#### [Raw data]
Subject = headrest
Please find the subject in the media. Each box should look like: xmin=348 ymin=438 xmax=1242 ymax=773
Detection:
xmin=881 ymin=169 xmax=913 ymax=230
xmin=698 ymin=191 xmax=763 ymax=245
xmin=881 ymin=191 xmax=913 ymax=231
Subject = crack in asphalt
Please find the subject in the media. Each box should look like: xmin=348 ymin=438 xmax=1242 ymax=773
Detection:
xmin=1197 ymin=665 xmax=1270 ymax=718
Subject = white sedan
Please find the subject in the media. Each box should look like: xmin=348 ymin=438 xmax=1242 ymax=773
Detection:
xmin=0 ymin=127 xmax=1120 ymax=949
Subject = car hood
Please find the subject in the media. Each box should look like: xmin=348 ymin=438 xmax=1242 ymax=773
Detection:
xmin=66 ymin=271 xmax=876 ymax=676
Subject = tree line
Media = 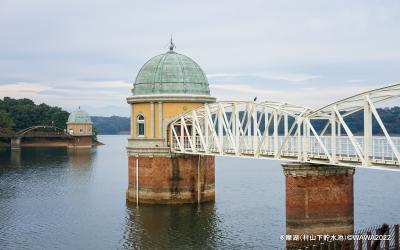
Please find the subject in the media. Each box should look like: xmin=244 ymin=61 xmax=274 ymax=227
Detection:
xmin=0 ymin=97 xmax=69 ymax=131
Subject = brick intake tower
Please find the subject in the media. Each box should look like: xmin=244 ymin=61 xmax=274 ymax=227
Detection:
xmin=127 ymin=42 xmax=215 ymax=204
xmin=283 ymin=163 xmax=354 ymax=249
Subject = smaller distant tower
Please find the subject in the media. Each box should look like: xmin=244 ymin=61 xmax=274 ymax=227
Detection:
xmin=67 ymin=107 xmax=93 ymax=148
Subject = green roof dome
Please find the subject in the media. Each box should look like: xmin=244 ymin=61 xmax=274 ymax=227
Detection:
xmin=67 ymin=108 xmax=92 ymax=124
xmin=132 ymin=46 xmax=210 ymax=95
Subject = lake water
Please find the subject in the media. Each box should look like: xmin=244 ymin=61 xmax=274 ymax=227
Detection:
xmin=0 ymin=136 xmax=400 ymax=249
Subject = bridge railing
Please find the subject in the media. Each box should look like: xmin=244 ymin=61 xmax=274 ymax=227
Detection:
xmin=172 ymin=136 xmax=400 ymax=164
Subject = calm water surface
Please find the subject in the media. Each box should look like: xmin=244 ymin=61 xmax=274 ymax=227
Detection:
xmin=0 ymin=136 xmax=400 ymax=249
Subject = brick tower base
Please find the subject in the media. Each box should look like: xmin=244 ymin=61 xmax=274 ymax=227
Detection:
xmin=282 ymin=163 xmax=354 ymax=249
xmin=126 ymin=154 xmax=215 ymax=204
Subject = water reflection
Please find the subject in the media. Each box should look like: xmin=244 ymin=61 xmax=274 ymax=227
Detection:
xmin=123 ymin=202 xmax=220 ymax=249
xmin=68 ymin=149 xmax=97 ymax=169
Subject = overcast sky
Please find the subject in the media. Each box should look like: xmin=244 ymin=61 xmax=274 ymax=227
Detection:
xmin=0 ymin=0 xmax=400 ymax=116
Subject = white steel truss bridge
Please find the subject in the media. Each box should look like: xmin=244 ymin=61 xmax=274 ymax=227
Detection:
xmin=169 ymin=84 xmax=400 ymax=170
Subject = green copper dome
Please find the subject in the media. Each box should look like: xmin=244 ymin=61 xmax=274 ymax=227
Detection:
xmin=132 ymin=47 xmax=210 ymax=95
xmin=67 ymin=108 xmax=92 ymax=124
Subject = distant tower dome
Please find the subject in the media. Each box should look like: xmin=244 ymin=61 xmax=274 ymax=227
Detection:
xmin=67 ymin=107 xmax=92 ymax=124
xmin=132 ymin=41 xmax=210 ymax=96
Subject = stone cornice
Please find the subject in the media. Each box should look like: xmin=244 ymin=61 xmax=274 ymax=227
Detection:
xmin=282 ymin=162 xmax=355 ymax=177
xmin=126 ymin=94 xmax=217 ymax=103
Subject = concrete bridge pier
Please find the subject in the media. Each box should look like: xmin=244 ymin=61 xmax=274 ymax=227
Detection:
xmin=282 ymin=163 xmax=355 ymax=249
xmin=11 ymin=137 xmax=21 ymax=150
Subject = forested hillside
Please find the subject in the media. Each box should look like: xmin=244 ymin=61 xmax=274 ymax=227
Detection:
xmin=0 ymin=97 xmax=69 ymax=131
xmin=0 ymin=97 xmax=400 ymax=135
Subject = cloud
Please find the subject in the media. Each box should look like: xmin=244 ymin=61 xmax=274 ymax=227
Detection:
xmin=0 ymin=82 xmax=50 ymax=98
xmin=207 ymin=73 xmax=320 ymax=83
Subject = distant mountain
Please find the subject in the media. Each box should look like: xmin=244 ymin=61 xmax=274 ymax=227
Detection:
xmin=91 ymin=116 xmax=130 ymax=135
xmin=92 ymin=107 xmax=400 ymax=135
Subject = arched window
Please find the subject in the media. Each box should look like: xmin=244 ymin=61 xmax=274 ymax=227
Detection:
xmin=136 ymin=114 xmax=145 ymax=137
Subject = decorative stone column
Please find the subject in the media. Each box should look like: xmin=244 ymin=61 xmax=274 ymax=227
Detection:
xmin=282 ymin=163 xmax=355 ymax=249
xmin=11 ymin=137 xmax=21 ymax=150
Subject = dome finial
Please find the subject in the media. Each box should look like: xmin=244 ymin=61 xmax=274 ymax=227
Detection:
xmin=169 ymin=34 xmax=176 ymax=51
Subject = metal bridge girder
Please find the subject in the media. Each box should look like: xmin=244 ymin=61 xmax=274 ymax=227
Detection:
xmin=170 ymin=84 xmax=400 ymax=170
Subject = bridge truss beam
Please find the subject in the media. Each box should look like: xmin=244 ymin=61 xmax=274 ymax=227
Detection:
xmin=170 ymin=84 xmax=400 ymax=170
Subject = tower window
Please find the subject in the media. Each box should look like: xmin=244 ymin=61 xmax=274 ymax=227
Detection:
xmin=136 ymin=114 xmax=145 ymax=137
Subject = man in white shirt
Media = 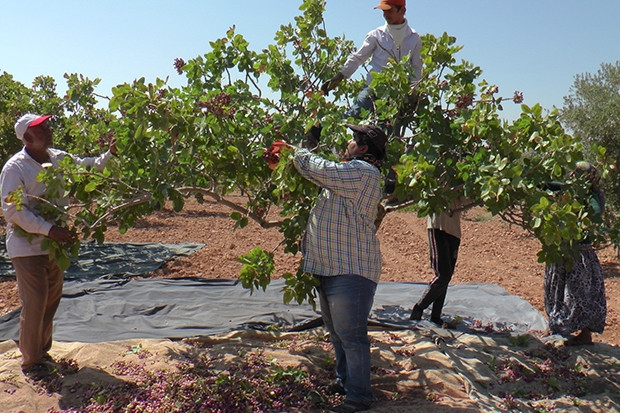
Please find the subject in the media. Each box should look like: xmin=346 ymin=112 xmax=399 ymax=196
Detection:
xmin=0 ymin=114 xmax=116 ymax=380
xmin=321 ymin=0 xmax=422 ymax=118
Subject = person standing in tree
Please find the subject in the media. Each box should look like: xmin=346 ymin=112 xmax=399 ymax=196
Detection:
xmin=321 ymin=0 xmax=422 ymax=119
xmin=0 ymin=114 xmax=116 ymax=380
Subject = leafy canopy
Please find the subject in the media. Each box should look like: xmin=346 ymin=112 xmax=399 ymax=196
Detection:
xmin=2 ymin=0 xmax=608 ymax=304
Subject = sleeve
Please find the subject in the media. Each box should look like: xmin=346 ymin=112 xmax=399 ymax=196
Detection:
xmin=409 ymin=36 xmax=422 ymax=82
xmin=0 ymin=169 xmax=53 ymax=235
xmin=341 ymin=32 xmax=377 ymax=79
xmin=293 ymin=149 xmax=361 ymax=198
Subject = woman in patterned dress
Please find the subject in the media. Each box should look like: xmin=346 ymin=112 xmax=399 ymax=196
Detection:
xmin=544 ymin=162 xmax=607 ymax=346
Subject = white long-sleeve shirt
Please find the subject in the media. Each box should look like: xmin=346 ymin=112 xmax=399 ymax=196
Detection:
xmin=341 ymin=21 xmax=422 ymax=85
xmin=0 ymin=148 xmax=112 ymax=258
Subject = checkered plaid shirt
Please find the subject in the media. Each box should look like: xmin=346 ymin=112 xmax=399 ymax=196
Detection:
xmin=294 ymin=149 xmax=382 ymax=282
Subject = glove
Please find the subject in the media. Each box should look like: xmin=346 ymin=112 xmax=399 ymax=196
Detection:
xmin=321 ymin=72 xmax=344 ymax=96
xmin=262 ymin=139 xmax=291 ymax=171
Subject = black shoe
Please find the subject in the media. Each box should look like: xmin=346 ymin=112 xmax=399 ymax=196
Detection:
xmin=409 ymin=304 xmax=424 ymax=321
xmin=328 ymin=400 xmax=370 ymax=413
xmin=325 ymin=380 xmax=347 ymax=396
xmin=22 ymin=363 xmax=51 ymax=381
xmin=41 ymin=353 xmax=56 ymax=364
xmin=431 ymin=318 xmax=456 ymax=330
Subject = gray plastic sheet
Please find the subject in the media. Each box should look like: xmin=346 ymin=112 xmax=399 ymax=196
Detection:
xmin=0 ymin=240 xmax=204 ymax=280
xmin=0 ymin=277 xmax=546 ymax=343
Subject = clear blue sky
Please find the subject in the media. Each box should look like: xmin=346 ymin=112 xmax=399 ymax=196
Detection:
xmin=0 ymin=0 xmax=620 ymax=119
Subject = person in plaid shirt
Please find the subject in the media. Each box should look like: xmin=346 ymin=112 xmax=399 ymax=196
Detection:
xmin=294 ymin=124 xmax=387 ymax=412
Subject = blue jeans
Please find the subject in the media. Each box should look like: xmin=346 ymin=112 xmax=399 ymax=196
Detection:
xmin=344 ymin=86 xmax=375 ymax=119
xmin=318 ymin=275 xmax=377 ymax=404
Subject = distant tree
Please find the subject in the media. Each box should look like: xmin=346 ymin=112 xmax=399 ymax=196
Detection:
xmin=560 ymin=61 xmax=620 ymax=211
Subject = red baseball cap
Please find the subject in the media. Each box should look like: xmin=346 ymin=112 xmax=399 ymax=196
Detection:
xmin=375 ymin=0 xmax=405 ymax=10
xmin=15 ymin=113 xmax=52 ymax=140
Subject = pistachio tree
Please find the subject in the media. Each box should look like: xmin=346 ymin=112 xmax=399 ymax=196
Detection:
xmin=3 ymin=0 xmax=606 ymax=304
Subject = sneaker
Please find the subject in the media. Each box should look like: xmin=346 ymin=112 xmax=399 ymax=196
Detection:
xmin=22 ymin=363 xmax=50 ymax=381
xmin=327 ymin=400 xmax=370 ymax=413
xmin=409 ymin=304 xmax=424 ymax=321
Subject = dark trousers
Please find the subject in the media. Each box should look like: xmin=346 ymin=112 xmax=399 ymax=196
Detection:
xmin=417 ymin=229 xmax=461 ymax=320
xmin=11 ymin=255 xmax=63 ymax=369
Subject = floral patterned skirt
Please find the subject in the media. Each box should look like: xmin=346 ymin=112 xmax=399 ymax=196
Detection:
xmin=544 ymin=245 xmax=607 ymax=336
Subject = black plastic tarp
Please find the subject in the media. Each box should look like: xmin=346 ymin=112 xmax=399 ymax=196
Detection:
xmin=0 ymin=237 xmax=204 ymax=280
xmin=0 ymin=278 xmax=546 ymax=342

#### [Aim]
Put the stretch of the data above, from the line containing "Subject = bridge railing" through the line containing "xmin=132 ymin=41 xmax=210 ymax=96", into a Markdown table with the columns Row and Line. Number each row and leave out any blank lines.

#### [Problem solution]
| Row | Line |
|---|---|
| 1 | Subject = bridge railing |
| 2 | Please find the subject in the media. Each box should look like: xmin=244 ymin=61 xmax=274 ymax=227 |
| 3 | Detection: |
| 4 | xmin=172 ymin=136 xmax=400 ymax=164 |
| 5 | Subject = calm water surface |
| 6 | Please find the subject in the media. Each box should look like: xmin=244 ymin=61 xmax=274 ymax=227 |
| 7 | Detection: |
| 8 | xmin=0 ymin=136 xmax=400 ymax=249 |
| 9 | Subject = brick tower base |
| 10 | Please find the subject in the media. Each box should look like: xmin=244 ymin=61 xmax=274 ymax=227 |
| 11 | Detection: |
| 12 | xmin=282 ymin=163 xmax=354 ymax=249 |
| 13 | xmin=126 ymin=154 xmax=215 ymax=204 |
| 14 | Subject = water reflection |
| 15 | Please find the subject in the media. Each box should look like: xmin=244 ymin=61 xmax=274 ymax=227 |
| 16 | Detection: |
| 17 | xmin=123 ymin=202 xmax=220 ymax=249 |
| 18 | xmin=68 ymin=149 xmax=97 ymax=169 |
| 19 | Subject = overcast sky |
| 20 | Please find the subject in the media. Each box should look like: xmin=244 ymin=61 xmax=274 ymax=227 |
| 21 | Detection: |
| 22 | xmin=0 ymin=0 xmax=400 ymax=116 |
| 23 | Subject = white steel truss bridge |
| 24 | Please find the subject in the media. Each box should look like: xmin=244 ymin=61 xmax=274 ymax=227 |
| 25 | Detection: |
| 26 | xmin=169 ymin=84 xmax=400 ymax=170 |
| 27 | Subject = green copper dome |
| 28 | Please find the subject in the media. Each box should look like: xmin=244 ymin=61 xmax=274 ymax=227 |
| 29 | Detection: |
| 30 | xmin=132 ymin=47 xmax=210 ymax=95 |
| 31 | xmin=67 ymin=108 xmax=92 ymax=124 |
| 32 | Subject = distant tower dome |
| 33 | Please find the subject in the media. Each box should look like: xmin=244 ymin=61 xmax=274 ymax=227 |
| 34 | Detection: |
| 35 | xmin=67 ymin=107 xmax=92 ymax=124 |
| 36 | xmin=132 ymin=41 xmax=210 ymax=96 |